* GIVEN PASSAGE
# Subgroups

##### Sections
- [What are Subgroups?](#What-are-Subgroups?)
- [How a Subgroup Maps to Graphics Hardware](#How-a-Subgroup-Maps-to-Graphics-Hardware)
- _Code:_ [Subgroup info](#Subgroup-info)
- _Code:_ [Subgroup shuffle operations](#Subgroup-shuffle-operations)
- _Code:_ [Subgroup Collectives](#Subgroup-Collectives)

## Learning Objectives

- Understand advantages of using Subgroups in Data Parallel C++ (DPC++)
- Take advantage of Subgroup collectives in ND-Range kernel implementation
- Use Subgroup Shuffle operations to avoid explicit memory operations

## What are Subgroups?

On many modern hardware platforms, __a subset of the work-items in a work-group__ are executed simultaneously or with additional scheduling guarantees. These subset of work-items are called subgroups. Leveraging subgroups will help to __map execution to low-level hardware__ and may help in achieving higher performance.

* DATASET ENTRIES
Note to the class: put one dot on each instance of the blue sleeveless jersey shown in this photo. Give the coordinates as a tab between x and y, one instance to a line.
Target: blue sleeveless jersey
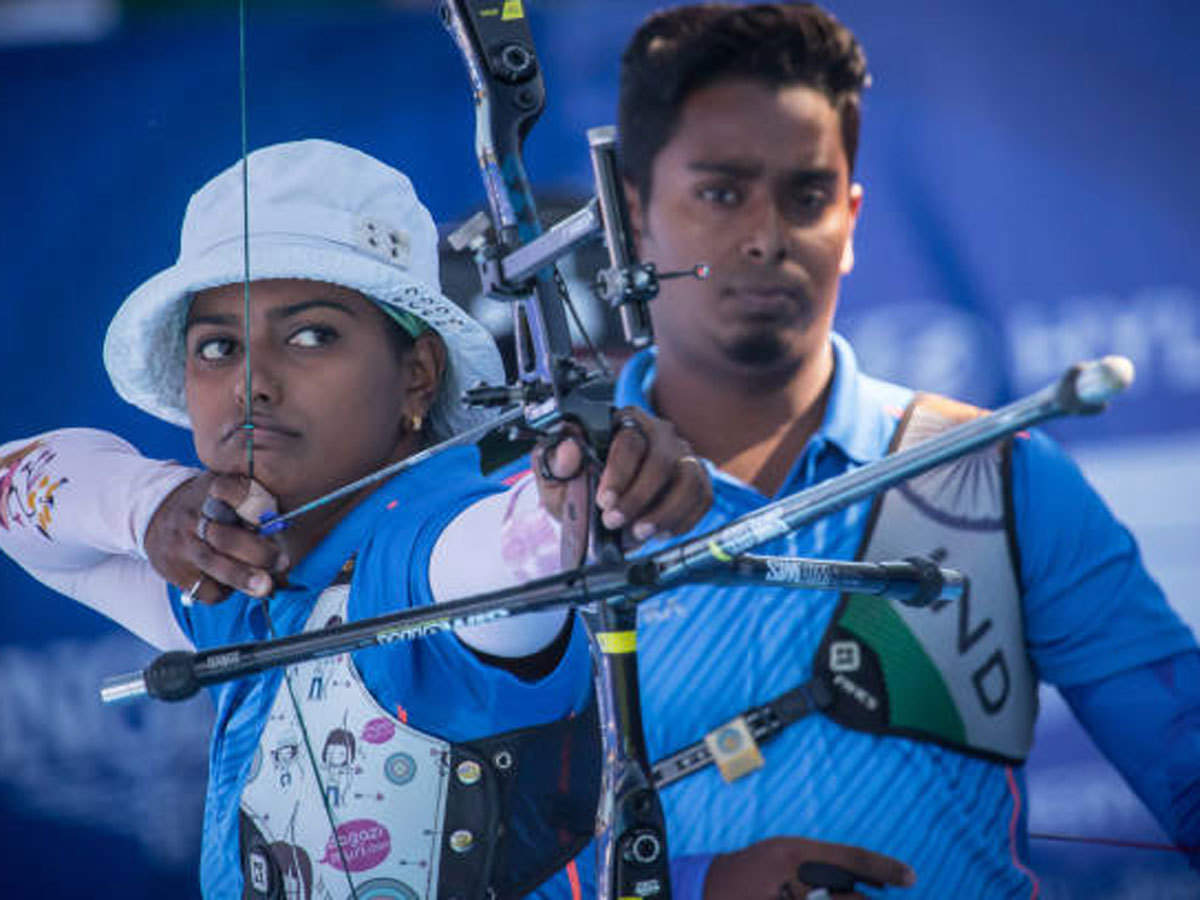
436	683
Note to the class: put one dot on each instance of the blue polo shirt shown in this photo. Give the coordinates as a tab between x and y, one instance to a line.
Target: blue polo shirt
443	688
706	653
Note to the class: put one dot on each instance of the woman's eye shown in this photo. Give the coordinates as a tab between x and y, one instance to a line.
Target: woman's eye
215	348
312	336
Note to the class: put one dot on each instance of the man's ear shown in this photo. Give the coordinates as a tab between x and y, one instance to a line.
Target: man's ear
636	215
847	252
426	364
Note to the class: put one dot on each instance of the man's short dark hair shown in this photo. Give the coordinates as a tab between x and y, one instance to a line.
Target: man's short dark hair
677	52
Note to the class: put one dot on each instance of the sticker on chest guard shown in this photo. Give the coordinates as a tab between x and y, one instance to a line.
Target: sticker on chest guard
735	750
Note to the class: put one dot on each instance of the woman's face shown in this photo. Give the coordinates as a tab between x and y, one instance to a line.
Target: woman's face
333	397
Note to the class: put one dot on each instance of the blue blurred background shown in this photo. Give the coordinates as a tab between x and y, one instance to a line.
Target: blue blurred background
1031	201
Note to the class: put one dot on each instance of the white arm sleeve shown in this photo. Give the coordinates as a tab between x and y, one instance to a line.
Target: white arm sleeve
75	505
504	539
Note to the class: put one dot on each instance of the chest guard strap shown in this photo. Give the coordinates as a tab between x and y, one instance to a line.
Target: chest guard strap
418	817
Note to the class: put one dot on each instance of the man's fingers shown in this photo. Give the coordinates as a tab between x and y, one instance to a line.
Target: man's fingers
679	508
564	459
627	453
874	869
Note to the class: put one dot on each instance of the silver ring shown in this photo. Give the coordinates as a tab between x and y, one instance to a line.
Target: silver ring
189	599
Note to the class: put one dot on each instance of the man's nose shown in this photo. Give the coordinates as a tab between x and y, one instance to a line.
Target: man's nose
766	238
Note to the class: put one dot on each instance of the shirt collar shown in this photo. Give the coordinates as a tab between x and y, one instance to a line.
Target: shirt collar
847	424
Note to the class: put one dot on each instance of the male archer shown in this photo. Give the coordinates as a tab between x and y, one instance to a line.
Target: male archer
738	135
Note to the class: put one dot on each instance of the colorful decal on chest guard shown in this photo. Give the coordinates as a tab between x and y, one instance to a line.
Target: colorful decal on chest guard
400	768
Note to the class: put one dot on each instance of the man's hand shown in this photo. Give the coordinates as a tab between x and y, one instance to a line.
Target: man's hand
191	550
768	870
651	484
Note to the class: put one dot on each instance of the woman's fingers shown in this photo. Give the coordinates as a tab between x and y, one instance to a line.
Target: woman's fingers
209	555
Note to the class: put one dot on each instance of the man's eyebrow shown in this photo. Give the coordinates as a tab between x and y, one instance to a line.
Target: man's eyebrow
733	168
748	169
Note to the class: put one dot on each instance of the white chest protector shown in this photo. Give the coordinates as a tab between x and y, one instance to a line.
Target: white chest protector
415	817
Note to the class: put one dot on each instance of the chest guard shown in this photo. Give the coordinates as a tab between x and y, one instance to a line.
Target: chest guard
953	673
417	817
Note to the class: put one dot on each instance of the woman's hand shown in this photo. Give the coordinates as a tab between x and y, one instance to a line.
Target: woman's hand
210	559
651	483
769	870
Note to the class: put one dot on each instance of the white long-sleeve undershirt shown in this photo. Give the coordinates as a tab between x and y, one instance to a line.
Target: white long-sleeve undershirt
75	505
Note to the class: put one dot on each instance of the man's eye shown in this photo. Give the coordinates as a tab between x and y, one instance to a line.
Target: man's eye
312	336
215	348
810	199
720	196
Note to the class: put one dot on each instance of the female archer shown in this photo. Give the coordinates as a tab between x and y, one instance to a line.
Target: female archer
335	355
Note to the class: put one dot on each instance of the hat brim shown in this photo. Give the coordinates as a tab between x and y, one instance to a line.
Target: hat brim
144	349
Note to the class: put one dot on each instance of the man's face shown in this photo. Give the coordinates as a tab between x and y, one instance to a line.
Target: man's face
754	183
329	388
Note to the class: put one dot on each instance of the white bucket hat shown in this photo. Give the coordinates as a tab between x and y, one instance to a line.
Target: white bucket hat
317	210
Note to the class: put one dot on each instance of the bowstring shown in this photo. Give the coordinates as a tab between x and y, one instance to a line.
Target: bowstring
249	435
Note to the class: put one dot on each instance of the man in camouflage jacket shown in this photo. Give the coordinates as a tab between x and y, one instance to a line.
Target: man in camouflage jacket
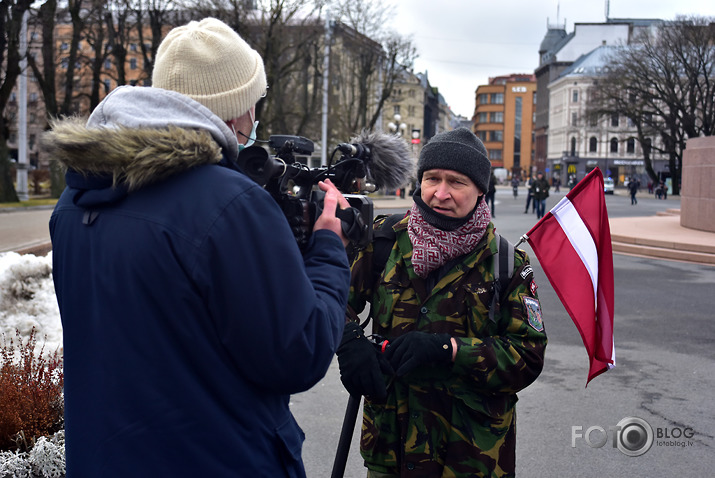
440	399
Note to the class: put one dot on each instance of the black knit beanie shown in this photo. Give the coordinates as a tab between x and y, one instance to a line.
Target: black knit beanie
459	150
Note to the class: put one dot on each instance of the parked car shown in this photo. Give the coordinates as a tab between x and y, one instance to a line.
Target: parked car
608	185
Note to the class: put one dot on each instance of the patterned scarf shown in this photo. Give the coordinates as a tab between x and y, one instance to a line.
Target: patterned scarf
433	247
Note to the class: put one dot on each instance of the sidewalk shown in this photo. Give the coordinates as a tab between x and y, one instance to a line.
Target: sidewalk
659	236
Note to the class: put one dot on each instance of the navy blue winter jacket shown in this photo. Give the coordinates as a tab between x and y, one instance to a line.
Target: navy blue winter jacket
188	311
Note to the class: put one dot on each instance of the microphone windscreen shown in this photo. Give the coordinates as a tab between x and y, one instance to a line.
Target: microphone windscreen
391	163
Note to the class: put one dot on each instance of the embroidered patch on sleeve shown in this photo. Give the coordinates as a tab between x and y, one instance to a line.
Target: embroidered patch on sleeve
533	310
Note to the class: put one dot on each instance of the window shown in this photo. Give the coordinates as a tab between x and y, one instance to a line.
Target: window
614	119
592	145
496	117
647	145
495	154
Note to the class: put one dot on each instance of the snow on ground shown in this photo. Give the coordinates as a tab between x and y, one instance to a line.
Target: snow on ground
27	299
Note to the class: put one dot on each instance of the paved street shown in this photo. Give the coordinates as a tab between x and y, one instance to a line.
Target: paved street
665	362
664	373
24	228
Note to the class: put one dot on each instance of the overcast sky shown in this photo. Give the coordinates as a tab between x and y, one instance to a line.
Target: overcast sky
462	43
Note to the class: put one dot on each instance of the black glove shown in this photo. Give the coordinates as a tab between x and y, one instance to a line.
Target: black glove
413	349
361	365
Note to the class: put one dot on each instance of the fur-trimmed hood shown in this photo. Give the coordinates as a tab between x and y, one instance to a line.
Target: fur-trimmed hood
141	135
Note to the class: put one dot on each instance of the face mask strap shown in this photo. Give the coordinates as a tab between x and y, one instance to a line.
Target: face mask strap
252	135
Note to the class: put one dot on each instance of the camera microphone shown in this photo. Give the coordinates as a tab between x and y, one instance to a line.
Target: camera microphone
388	160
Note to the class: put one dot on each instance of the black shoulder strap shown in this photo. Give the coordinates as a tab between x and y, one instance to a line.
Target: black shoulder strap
383	240
503	268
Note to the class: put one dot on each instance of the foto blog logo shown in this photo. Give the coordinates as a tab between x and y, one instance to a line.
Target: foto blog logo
633	436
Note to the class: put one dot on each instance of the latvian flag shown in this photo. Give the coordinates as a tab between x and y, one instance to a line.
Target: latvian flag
573	245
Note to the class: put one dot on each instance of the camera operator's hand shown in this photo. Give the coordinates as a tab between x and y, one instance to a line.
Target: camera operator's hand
328	219
361	365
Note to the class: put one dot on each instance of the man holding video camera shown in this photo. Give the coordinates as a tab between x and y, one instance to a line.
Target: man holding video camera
457	340
189	313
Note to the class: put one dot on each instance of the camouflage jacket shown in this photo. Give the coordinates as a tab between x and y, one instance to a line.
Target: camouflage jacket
457	419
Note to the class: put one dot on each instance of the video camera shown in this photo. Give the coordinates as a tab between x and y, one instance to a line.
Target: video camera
293	184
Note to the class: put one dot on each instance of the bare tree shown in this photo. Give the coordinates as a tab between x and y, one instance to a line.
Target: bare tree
664	82
376	70
11	14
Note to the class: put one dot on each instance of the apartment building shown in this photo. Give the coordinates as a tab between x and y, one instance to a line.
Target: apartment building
503	119
576	144
568	62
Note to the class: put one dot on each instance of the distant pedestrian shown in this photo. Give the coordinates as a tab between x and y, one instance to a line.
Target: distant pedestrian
529	196
633	188
540	191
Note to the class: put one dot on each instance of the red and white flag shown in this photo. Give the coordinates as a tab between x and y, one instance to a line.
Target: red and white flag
573	245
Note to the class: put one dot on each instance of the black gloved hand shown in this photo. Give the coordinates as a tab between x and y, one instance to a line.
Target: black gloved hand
413	349
361	365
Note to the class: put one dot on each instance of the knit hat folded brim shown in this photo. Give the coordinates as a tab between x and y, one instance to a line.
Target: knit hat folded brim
208	62
457	150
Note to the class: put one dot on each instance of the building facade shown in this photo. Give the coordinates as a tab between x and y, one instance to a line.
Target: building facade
504	118
560	127
578	144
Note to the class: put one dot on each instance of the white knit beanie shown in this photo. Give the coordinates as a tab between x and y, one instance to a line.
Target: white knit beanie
208	62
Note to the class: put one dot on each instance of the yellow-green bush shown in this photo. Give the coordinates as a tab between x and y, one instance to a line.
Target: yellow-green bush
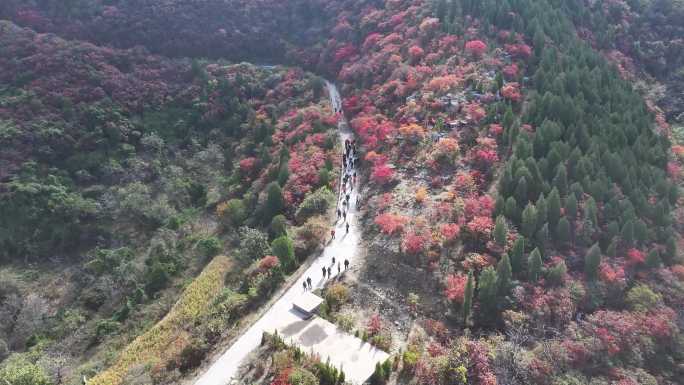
168	337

* TASK
Reproduce the part of the subgroups page that begins at the words "## Learning Objectives" and ends after the words "achieving higher performance.".

* OUTPUT BELOW
## Learning Objectives

- Understand advantages of using Subgroups in Data Parallel C++ (DPC++)
- Take advantage of Subgroup collectives in ND-Range kernel implementation
- Use Subgroup Shuffle operations to avoid explicit memory operations

## What are Subgroups?

On many modern hardware platforms, __a subset of the work-items in a work-group__ are executed simultaneously or with additional scheduling guarantees. These subset of work-items are called subgroups. Leveraging subgroups will help to __map execution to low-level hardware__ and may help in achieving higher performance.